- [Provided records]
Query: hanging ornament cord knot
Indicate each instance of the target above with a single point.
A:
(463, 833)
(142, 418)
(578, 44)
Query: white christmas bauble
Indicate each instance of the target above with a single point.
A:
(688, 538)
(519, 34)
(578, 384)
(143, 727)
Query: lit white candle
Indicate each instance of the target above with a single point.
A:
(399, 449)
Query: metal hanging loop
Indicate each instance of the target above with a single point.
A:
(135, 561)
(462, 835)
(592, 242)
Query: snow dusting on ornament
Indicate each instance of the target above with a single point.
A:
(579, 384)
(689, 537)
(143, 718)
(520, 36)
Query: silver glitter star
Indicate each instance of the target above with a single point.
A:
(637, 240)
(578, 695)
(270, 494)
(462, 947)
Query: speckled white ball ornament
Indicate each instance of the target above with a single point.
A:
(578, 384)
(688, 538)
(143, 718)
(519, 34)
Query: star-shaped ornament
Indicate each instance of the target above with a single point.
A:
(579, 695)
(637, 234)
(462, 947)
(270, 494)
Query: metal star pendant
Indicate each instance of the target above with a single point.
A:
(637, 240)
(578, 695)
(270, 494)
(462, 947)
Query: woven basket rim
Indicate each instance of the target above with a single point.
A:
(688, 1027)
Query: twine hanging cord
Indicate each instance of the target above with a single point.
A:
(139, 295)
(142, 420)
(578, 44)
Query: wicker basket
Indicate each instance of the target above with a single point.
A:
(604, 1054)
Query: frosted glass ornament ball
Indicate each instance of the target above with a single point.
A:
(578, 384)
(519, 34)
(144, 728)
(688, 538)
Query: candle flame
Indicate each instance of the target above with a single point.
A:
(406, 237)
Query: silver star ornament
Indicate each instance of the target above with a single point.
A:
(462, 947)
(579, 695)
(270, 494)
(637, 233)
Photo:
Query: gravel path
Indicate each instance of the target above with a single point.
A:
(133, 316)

---

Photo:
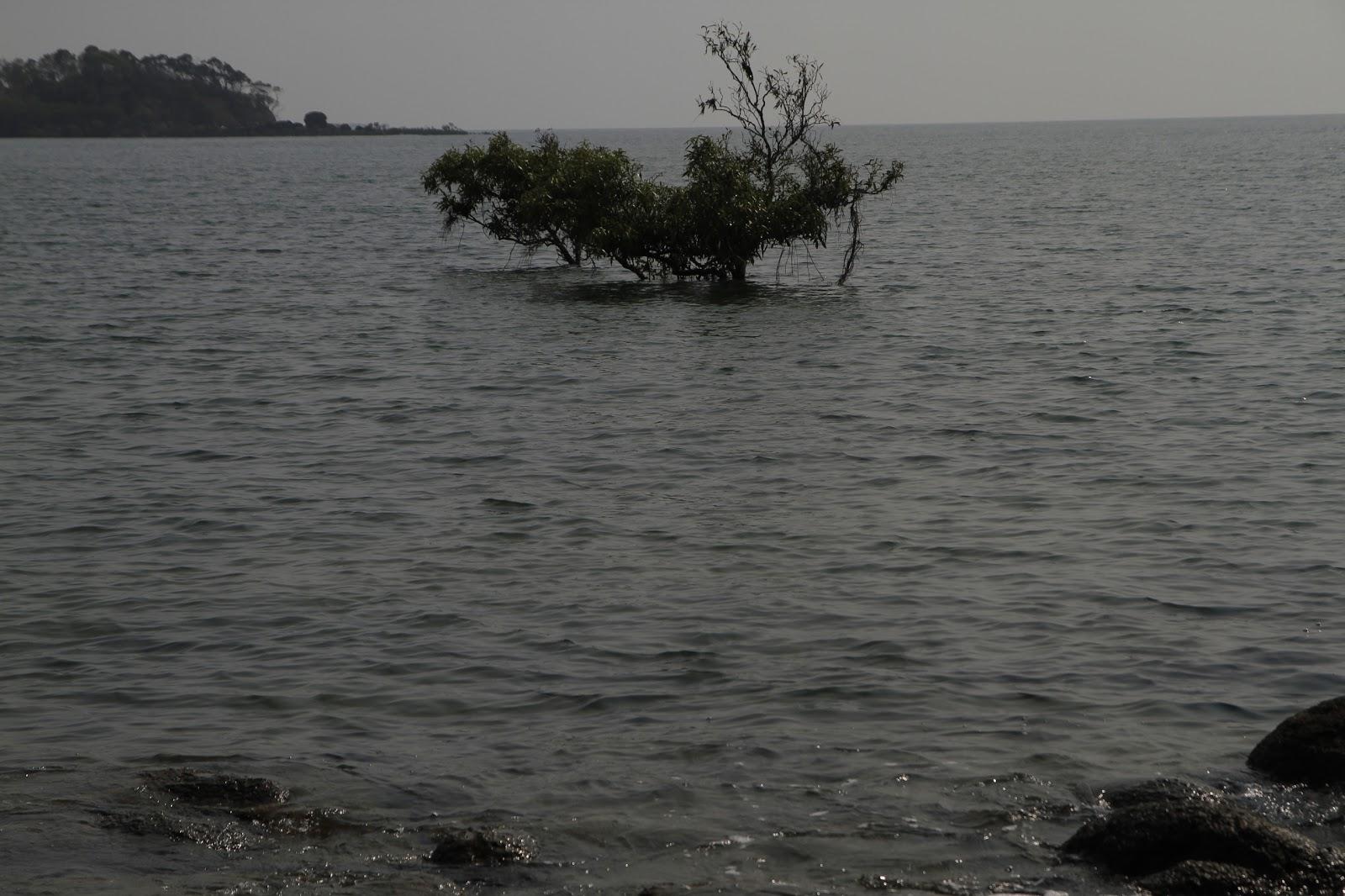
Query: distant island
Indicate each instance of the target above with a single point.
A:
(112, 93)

- [Task requirements] In the listing above, locate the line containing "Query: woven basket rim" and the line containing "Query: wicker basket". Extract those two lines and every line between them, exactly as written, and only those.

- [Response to this task]
Query: woven basket rim
Indicate each instance of the target above with a single point.
A:
(688, 1027)
Query: twine hanging cord
Indicate each instance of the target above with a single point.
A:
(139, 295)
(142, 420)
(578, 44)
Query: wicker basket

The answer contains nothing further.